* **Problem requirements**: For this exercise, output exactly and only the lines running from the one with "Find the woman's" through the final line of the data below, without pictures.

* **Source data**:
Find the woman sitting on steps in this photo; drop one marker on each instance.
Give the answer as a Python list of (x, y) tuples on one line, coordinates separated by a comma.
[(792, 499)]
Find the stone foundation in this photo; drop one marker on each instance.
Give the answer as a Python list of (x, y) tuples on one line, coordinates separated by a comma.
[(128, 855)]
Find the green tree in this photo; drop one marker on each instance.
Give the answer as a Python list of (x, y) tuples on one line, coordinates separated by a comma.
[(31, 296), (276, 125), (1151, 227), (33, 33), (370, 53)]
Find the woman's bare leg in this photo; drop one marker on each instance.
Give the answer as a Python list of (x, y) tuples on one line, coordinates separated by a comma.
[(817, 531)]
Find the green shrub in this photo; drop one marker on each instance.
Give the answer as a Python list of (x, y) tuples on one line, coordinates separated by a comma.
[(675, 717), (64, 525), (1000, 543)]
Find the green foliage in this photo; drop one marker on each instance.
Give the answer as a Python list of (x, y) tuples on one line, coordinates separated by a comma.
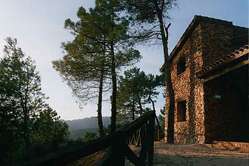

* **Result**:
Find the woman's bare leg in this photo; drop one marker on each instance.
Give the answer as a Python list of (x, y) tuples on one line, coordinates separated by a comma.
[(817, 531)]
Find the green shrub in this photo; drop one marker on each instance.
Give the answer as a Python list of (x, y) tuples on one line, coordinates separated by a comma.
[(675, 717), (64, 525), (1000, 543)]
Find the green foliage in this photo; drop one marker on each instance.
Give the answer as a Python list of (x, y) tuples on one line, coordinates separated by a comma.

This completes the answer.